REQUIRED WORK
Copy out all of the material below word for word, omitting the pictures.

Entries for pointing at named objects
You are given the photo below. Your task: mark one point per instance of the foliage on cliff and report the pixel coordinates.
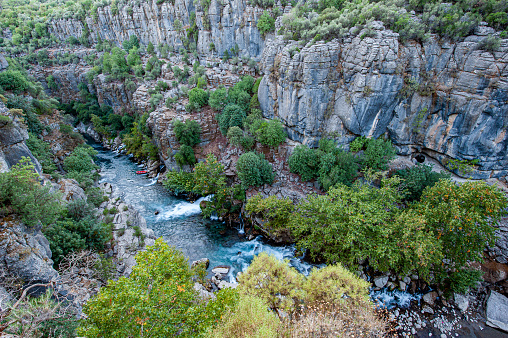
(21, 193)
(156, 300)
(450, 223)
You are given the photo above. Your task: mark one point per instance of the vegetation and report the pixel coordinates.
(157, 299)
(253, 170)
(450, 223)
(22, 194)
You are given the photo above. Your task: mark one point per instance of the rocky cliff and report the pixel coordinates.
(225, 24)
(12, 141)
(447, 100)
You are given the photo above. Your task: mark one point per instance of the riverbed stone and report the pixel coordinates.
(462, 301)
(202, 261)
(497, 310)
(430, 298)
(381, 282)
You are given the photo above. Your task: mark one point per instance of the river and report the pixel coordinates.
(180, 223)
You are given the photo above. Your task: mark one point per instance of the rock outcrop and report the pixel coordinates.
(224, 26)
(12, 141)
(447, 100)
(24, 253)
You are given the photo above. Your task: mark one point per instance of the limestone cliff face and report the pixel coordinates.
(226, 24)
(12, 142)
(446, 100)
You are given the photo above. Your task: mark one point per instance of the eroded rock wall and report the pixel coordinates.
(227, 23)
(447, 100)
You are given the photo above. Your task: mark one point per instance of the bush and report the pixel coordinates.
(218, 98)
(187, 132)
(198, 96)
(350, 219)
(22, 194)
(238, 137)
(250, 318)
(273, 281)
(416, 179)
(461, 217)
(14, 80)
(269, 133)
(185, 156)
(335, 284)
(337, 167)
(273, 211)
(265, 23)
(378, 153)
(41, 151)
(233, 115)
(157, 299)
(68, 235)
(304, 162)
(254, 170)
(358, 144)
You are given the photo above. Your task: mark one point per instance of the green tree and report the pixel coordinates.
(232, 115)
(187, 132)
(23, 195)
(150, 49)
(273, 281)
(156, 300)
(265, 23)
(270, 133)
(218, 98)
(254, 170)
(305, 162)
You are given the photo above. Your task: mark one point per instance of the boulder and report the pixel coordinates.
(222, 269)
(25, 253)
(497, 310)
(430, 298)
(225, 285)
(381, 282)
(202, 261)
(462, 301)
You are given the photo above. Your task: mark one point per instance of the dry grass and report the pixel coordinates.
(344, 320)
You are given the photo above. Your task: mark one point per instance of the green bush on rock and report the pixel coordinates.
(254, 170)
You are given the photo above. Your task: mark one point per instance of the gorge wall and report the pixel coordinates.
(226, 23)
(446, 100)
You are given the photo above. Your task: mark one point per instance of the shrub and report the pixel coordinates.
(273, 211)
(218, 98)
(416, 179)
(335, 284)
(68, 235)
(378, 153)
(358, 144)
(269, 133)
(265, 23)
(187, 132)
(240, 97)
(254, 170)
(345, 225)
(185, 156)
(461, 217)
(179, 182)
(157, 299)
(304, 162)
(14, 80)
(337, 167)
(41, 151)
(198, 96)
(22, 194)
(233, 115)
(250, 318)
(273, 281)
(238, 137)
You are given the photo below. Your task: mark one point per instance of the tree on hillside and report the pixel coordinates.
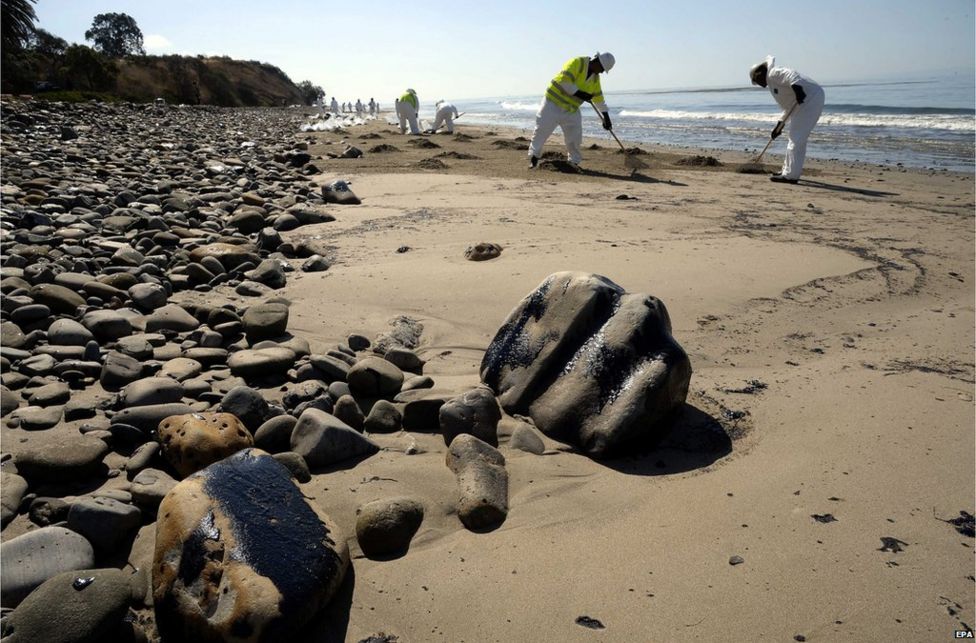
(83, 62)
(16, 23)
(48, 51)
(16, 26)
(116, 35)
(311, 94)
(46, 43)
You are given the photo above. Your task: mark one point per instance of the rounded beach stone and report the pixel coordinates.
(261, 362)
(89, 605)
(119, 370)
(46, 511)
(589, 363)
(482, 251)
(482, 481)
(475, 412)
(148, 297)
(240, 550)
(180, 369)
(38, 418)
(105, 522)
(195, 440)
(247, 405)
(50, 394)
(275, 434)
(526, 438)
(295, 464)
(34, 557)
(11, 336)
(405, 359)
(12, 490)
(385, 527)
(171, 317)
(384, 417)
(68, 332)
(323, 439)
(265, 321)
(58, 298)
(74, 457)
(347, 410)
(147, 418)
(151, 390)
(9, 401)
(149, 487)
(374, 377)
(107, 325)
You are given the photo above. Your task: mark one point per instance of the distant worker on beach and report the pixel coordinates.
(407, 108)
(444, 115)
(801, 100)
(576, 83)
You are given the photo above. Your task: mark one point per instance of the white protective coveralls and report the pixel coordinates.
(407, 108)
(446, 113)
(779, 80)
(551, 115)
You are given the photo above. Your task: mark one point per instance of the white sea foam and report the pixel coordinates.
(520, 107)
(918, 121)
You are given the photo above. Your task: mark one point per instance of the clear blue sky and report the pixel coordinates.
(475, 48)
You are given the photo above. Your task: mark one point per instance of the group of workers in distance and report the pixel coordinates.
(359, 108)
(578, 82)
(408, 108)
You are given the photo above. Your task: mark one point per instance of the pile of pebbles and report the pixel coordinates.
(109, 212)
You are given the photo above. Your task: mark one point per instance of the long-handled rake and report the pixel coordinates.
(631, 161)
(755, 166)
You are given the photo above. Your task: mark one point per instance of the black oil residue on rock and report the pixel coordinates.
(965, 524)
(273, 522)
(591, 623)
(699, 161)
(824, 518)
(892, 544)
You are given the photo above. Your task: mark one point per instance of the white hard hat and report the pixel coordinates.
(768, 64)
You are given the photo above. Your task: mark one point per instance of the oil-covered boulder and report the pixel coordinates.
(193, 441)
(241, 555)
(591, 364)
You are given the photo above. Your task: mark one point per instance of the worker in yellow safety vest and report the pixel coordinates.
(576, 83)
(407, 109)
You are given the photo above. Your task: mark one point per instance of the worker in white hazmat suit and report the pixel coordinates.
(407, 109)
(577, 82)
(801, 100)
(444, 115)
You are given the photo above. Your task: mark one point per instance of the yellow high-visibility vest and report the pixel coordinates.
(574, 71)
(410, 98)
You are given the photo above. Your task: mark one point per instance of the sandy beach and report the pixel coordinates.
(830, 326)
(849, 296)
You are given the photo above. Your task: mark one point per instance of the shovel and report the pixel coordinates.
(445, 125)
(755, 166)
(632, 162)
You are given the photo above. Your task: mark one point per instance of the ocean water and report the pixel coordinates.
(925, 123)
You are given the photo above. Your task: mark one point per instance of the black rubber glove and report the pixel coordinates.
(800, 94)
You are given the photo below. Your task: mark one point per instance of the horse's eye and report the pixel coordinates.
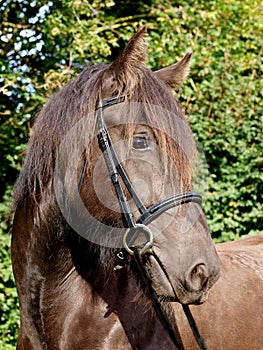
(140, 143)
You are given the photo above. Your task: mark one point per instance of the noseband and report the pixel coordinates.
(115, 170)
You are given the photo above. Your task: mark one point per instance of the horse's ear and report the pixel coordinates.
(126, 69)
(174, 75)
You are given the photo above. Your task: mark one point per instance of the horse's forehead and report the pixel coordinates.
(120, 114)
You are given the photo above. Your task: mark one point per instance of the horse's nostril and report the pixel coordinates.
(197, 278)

EXERCISE RESULT
You are given the photo below. Your task: mark one point per instance of the foliage on cliff and report the pixel coordinates.
(21, 193)
(156, 300)
(450, 223)
You are given the photo above. Your task: mark one point per instance of the vegetation and report the pixel coordinates.
(157, 299)
(253, 170)
(450, 223)
(22, 194)
You are given the photo above. Your task: mark one point per instance of the rocky cliff and report the pixel coordinates.
(225, 24)
(12, 141)
(447, 100)
You are given the photo above. Your task: mark one point per instance of the riverbed stone and report the pixel coordinates.
(462, 301)
(202, 261)
(497, 310)
(430, 298)
(381, 282)
You are given the photo above. Your task: mark one point per instance of the river and report the pixel coordinates.
(180, 223)
You are given the photo above. Your task: mark one point per instance of the rock outcrop and report the pixel coordinates.
(224, 26)
(12, 141)
(447, 100)
(24, 253)
You are given the photo above. Your task: mark one point per instance of the limestone cliff face and report the pixel coordinates.
(226, 24)
(12, 142)
(446, 100)
You are given the photo above. Your task: mark one point per instance of the eroded rock wall and report the pixel coordinates.
(227, 23)
(447, 100)
You are given the photo above. Your task: mark one point per instance of the bush and report the pixel coordinates.
(218, 98)
(187, 132)
(198, 96)
(350, 219)
(22, 194)
(238, 137)
(250, 318)
(273, 281)
(416, 179)
(461, 217)
(14, 80)
(269, 133)
(185, 156)
(335, 284)
(337, 167)
(273, 211)
(265, 23)
(378, 153)
(41, 151)
(233, 115)
(157, 299)
(68, 235)
(304, 162)
(254, 170)
(358, 144)
You are given the photo above. Your task: mark one point per instance of the green tree and report the pixel coordinates.
(232, 115)
(187, 132)
(23, 195)
(150, 49)
(273, 281)
(156, 300)
(265, 23)
(270, 133)
(218, 98)
(254, 170)
(305, 162)
You are given the photo above. Your task: mark one point per instance of the boulder and report the pixel coordinates.
(222, 269)
(25, 253)
(497, 310)
(430, 298)
(225, 285)
(381, 282)
(202, 261)
(462, 301)
You are given the photo above. Your task: mark one point per instance of the dry grass and report the pixel coordinates.
(344, 320)
You are given the photo above. Your task: mark one point per instance of the green bush on rock and report the pixel coordinates.
(254, 170)
You are given the photo above. Your task: mark one point per instance of the gorge wall and report the pixel coordinates.
(226, 23)
(446, 100)
You are given the photo above. Your task: mark one point per instance of the shrub and report the pixel coordinates.
(273, 211)
(218, 98)
(416, 179)
(335, 284)
(68, 235)
(378, 153)
(358, 144)
(269, 133)
(265, 23)
(187, 132)
(240, 97)
(254, 170)
(345, 225)
(185, 156)
(461, 217)
(179, 182)
(157, 299)
(304, 162)
(14, 80)
(337, 167)
(41, 151)
(198, 96)
(22, 194)
(233, 115)
(250, 318)
(273, 281)
(238, 137)
You are given the photo below. Your task: mark one point per instance of the tree on hillside and report the pixel coordinates.
(83, 62)
(16, 23)
(48, 51)
(16, 26)
(116, 35)
(311, 94)
(46, 43)
You are given the photo above. Your task: mark one point per instance of the rounded beach stone and report the pixel coordinates.
(261, 362)
(89, 605)
(119, 370)
(46, 511)
(589, 363)
(482, 251)
(482, 481)
(475, 412)
(148, 297)
(240, 550)
(180, 369)
(38, 418)
(105, 522)
(195, 440)
(247, 405)
(50, 394)
(275, 434)
(526, 438)
(295, 464)
(34, 557)
(11, 336)
(405, 359)
(12, 490)
(385, 527)
(171, 317)
(384, 417)
(68, 332)
(323, 439)
(265, 321)
(58, 298)
(74, 457)
(347, 410)
(147, 418)
(151, 390)
(9, 401)
(149, 487)
(374, 377)
(107, 325)
You are given the photo above. Your task: mark one point per instance of the distant worker on beach and report the pixel coordinates.
(407, 108)
(444, 115)
(801, 100)
(576, 83)
You are given the photo above. Your task: mark one point per instance of the white protective coveralls and report the pixel coordinates.
(407, 108)
(446, 113)
(779, 80)
(551, 115)
You are given the photo above. Your task: mark one point per instance of the white sea foam and report the pixel coordinates.
(520, 107)
(918, 121)
You are given the photo above. Your task: mark one point per instance of the clear blue sky and report the pixel coordinates.
(475, 48)
You are given the photo above. Your task: mark one point per instance of the group of workers in distance and report the pixel coordinates.
(359, 108)
(578, 82)
(408, 108)
You are given the photo above. Your task: mark one point per instance of the pile of pebbles and report the pixel coordinates.
(109, 212)
You are given the photo above. Your task: mark one point per instance of the long-handled rake and report the pixel coordinates.
(631, 161)
(755, 166)
You are given the photo above. Your task: mark one point per instance of the black oil residue on rock and report the pixel coordinates.
(965, 524)
(273, 522)
(591, 623)
(699, 161)
(824, 518)
(892, 544)
You are given the photo above. Your task: mark one point per instance of the white hard hat and report the pixel coordinates.
(768, 64)
You are given the photo above. Your task: mark one point per instance of the oil-covered boulder and report the pixel coordinates.
(193, 441)
(241, 555)
(591, 364)
You are given the photo above. Your task: mark one point per instance of the worker in yellow safety vest and report the pixel coordinates.
(576, 83)
(407, 109)
You are given the photo above. Your task: mark one point per instance of the worker in white hazmat suit and report the pixel coordinates.
(407, 109)
(577, 82)
(801, 100)
(444, 115)
You are given the photo above. Your task: mark one point per instance of the yellow high-visibility vest and report the pixel coordinates.
(574, 71)
(410, 98)
You are given the photo above. Your task: mark one point per instance of the sandy beach and report the pixel coordinates.
(830, 326)
(849, 296)
You are given the photo above. Your task: mark one point per instance of the shovel and report the pixel coordinates.
(445, 125)
(755, 166)
(632, 162)
You are given the photo above. Your task: mark one point per instance of the ocean water and report the pixel coordinates.
(925, 123)
You are given the photo above. Your task: mark one point per instance of the black rubber glove and report the pixel coordinates.
(800, 94)
You are given the photo below. Your task: mark one point per instance of the horse's eye and report the pixel coordinates.
(140, 143)
You are given the photo above. Your task: mark one point per instance of the noseband and report the pixel coordinates.
(115, 170)
You are given the photo above. Your task: mark one point per instance of the horse's ear and report the pixel coordinates.
(126, 69)
(174, 75)
You are given the photo above. Your task: mark one point per instance of the horse's forehead and report the pixel coordinates.
(120, 114)
You are given the photo above. Your task: mark one point per instance of the horse's nostril and report the pixel coordinates.
(197, 278)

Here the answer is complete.